What lines in the entries below contain the word "path"? Copy all of them.

◆ ◆ ◆ ◆ ◆

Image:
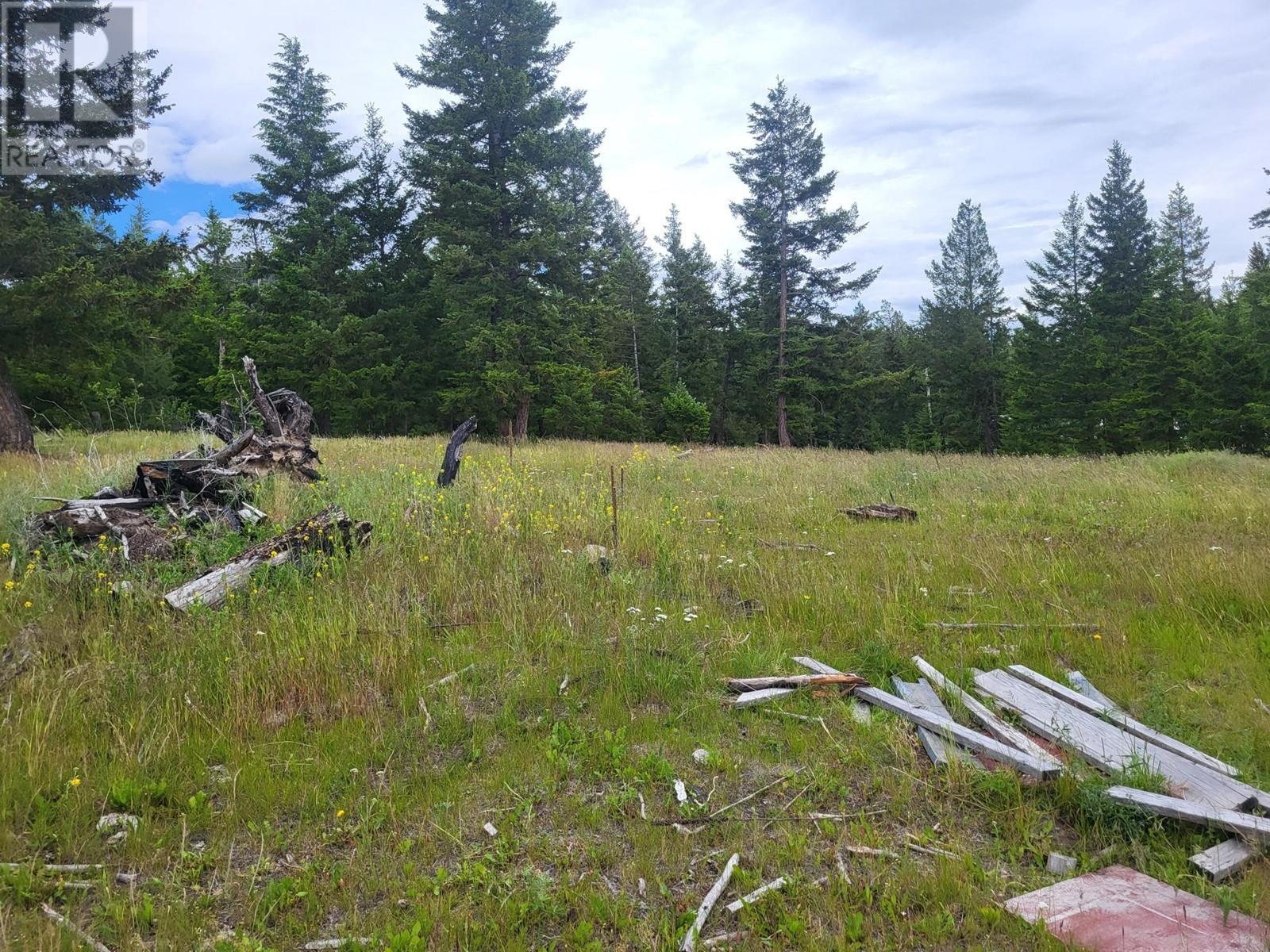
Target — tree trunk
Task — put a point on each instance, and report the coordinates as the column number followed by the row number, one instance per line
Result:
column 783, row 431
column 522, row 419
column 16, row 433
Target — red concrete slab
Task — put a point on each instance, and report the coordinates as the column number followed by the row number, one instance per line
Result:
column 1119, row 909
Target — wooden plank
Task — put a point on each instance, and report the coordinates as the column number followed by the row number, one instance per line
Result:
column 1226, row 858
column 1248, row 825
column 937, row 749
column 954, row 731
column 1111, row 749
column 997, row 727
column 1121, row 719
column 1118, row 909
column 740, row 685
column 1086, row 687
column 933, row 743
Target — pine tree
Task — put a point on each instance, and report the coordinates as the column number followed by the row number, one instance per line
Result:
column 1257, row 258
column 787, row 224
column 1261, row 220
column 1122, row 240
column 305, row 163
column 495, row 162
column 689, row 310
column 1184, row 247
column 964, row 329
column 1123, row 244
column 379, row 196
column 1053, row 357
column 298, row 295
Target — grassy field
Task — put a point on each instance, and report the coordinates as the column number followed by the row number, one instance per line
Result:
column 298, row 778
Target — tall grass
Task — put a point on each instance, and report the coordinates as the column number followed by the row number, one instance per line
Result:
column 298, row 778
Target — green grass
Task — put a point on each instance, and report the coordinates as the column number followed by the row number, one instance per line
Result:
column 291, row 785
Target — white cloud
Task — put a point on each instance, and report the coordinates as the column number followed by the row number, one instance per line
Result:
column 1010, row 105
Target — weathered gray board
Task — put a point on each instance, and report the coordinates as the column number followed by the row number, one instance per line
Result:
column 921, row 696
column 1086, row 687
column 1249, row 825
column 1226, row 858
column 1121, row 719
column 1003, row 731
column 952, row 730
column 1111, row 749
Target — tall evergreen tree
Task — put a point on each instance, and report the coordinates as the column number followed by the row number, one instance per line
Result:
column 493, row 162
column 1051, row 372
column 1261, row 220
column 1257, row 258
column 380, row 200
column 690, row 311
column 1122, row 240
column 1123, row 244
column 964, row 328
column 305, row 163
column 1184, row 247
column 789, row 225
column 296, row 298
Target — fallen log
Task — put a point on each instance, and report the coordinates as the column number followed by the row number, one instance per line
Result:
column 454, row 456
column 882, row 511
column 135, row 531
column 321, row 532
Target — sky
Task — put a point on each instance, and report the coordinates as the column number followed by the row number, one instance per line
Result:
column 922, row 103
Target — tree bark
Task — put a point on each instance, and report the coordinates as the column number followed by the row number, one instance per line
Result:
column 783, row 431
column 454, row 452
column 323, row 532
column 16, row 433
column 522, row 419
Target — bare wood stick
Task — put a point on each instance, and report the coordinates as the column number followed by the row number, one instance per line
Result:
column 872, row 850
column 751, row 797
column 56, row 867
column 723, row 939
column 766, row 818
column 708, row 904
column 1005, row 626
column 73, row 928
column 450, row 678
column 241, row 442
column 321, row 532
column 931, row 850
column 272, row 422
column 778, row 884
column 759, row 697
column 613, row 493
column 740, row 685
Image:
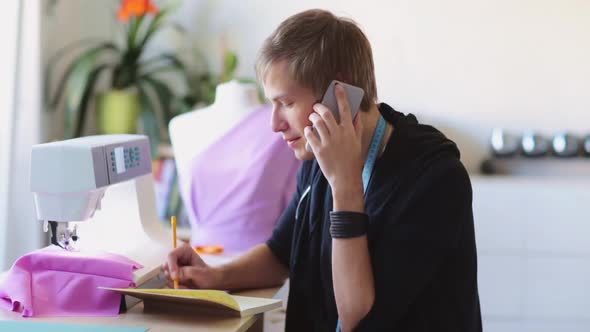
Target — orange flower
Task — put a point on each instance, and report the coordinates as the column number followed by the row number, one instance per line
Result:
column 135, row 8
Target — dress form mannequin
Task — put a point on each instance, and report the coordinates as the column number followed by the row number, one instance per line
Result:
column 235, row 175
column 192, row 132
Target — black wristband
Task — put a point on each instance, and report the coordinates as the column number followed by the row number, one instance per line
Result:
column 346, row 224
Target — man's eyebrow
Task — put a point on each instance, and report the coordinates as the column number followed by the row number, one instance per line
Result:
column 277, row 97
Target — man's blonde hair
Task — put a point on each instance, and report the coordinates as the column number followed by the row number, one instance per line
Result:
column 319, row 47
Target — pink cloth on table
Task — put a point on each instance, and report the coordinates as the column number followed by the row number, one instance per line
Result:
column 55, row 282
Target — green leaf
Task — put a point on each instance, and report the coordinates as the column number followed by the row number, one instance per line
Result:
column 52, row 65
column 157, row 22
column 160, row 100
column 135, row 25
column 169, row 58
column 149, row 121
column 79, row 117
column 78, row 81
column 230, row 63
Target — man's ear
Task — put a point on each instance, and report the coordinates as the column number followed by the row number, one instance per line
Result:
column 343, row 78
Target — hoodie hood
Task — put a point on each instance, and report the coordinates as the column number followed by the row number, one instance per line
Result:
column 415, row 143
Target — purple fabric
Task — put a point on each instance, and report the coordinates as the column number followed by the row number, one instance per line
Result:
column 55, row 282
column 240, row 185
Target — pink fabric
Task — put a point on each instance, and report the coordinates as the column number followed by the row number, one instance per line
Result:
column 240, row 185
column 55, row 282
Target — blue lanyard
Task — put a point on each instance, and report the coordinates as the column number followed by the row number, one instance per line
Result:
column 373, row 151
column 370, row 163
column 372, row 155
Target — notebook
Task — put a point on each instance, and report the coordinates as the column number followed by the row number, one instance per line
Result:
column 206, row 299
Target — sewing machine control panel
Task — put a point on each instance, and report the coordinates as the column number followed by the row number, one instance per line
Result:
column 128, row 160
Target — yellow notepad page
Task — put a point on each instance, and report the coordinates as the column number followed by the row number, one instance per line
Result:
column 244, row 305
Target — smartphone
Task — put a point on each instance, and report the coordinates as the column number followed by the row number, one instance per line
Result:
column 354, row 94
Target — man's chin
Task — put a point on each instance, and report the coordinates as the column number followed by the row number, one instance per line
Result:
column 303, row 154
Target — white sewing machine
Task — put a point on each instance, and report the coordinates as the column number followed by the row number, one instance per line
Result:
column 69, row 179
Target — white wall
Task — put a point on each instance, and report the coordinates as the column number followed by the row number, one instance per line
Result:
column 463, row 65
column 9, row 27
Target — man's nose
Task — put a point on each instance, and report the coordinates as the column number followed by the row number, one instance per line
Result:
column 277, row 123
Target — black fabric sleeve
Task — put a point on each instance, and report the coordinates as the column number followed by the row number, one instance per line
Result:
column 416, row 240
column 280, row 241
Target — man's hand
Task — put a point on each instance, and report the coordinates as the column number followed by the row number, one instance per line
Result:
column 338, row 150
column 185, row 265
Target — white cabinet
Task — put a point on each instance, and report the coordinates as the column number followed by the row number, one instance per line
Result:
column 533, row 239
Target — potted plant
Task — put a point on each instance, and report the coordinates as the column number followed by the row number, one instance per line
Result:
column 137, row 88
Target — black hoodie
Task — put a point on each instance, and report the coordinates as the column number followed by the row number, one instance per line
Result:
column 421, row 239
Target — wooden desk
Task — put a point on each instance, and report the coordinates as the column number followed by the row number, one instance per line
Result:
column 162, row 322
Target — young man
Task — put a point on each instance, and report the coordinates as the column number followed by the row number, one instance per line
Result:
column 370, row 241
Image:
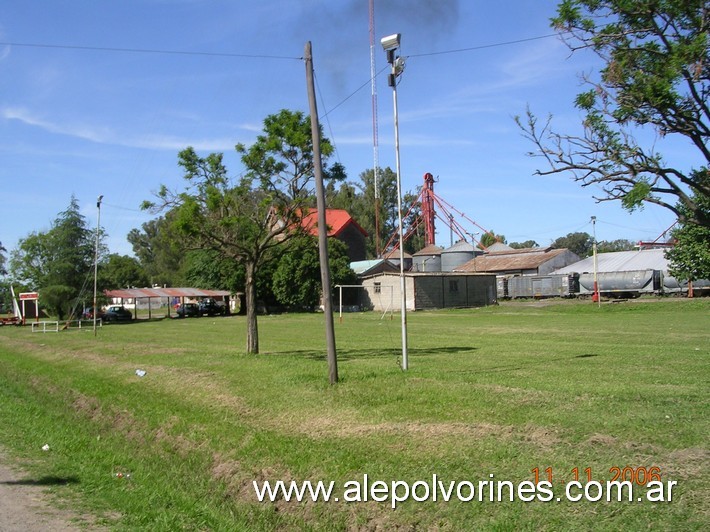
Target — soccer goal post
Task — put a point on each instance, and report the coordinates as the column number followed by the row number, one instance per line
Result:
column 340, row 287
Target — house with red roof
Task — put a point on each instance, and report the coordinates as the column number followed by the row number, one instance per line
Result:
column 341, row 226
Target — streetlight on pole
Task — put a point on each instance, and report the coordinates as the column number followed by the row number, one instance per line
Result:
column 595, row 296
column 96, row 255
column 390, row 45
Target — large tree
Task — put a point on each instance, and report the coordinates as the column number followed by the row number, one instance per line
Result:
column 297, row 278
column 160, row 251
column 656, row 77
column 690, row 257
column 58, row 263
column 245, row 220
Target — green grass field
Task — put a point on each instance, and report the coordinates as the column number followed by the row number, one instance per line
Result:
column 497, row 391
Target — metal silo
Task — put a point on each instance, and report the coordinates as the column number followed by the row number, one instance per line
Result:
column 427, row 259
column 460, row 253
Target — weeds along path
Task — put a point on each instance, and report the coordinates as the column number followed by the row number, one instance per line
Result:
column 24, row 505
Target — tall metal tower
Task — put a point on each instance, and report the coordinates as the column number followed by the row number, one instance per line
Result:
column 375, row 141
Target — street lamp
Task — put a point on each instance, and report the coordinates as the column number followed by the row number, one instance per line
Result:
column 390, row 45
column 96, row 255
column 595, row 296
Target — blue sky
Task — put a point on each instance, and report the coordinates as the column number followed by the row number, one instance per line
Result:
column 81, row 114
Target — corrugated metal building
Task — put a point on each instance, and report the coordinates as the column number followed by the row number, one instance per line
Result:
column 621, row 261
column 529, row 261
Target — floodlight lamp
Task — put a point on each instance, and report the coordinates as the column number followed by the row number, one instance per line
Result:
column 398, row 66
column 391, row 42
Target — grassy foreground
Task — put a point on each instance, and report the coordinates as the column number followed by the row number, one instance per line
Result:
column 497, row 391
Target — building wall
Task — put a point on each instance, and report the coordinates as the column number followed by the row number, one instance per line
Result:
column 427, row 292
column 560, row 261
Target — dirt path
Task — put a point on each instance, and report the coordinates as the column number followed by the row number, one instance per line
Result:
column 24, row 505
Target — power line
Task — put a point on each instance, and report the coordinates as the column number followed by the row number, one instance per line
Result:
column 484, row 46
column 147, row 51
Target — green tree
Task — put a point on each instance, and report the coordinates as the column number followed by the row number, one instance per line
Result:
column 578, row 243
column 121, row 271
column 297, row 280
column 489, row 238
column 58, row 263
column 621, row 244
column 205, row 268
column 245, row 221
column 690, row 257
column 160, row 250
column 524, row 245
column 656, row 76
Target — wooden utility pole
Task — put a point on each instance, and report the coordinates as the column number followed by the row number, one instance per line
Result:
column 322, row 228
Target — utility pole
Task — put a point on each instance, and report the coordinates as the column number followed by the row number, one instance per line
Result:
column 322, row 227
column 96, row 255
column 390, row 45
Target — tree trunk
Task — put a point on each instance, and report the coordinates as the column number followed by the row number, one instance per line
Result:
column 252, row 328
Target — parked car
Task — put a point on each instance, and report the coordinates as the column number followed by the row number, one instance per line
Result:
column 188, row 310
column 209, row 307
column 88, row 314
column 117, row 313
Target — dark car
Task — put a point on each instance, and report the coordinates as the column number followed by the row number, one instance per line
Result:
column 188, row 310
column 117, row 313
column 210, row 307
column 88, row 314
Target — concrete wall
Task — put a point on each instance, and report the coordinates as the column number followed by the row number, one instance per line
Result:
column 432, row 291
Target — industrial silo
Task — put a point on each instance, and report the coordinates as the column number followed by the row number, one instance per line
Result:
column 460, row 253
column 427, row 259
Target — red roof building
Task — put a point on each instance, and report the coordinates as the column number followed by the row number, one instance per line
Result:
column 341, row 226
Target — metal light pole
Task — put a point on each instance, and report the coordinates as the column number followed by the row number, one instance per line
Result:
column 96, row 255
column 322, row 228
column 390, row 44
column 595, row 296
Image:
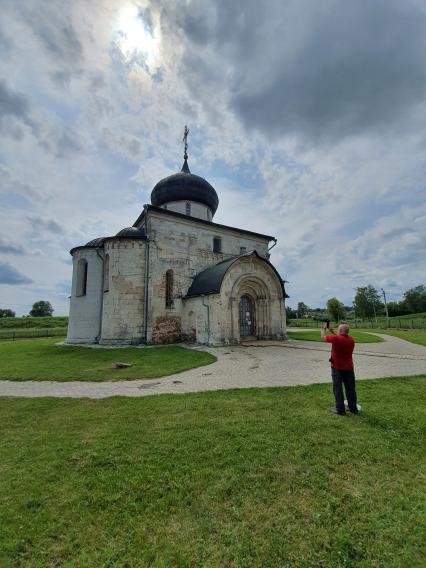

◆ ◆ ◆ ◆ ◆

RESPONSE TO THIS EXERCISE =>
Target — weeds along path
Target — dirt path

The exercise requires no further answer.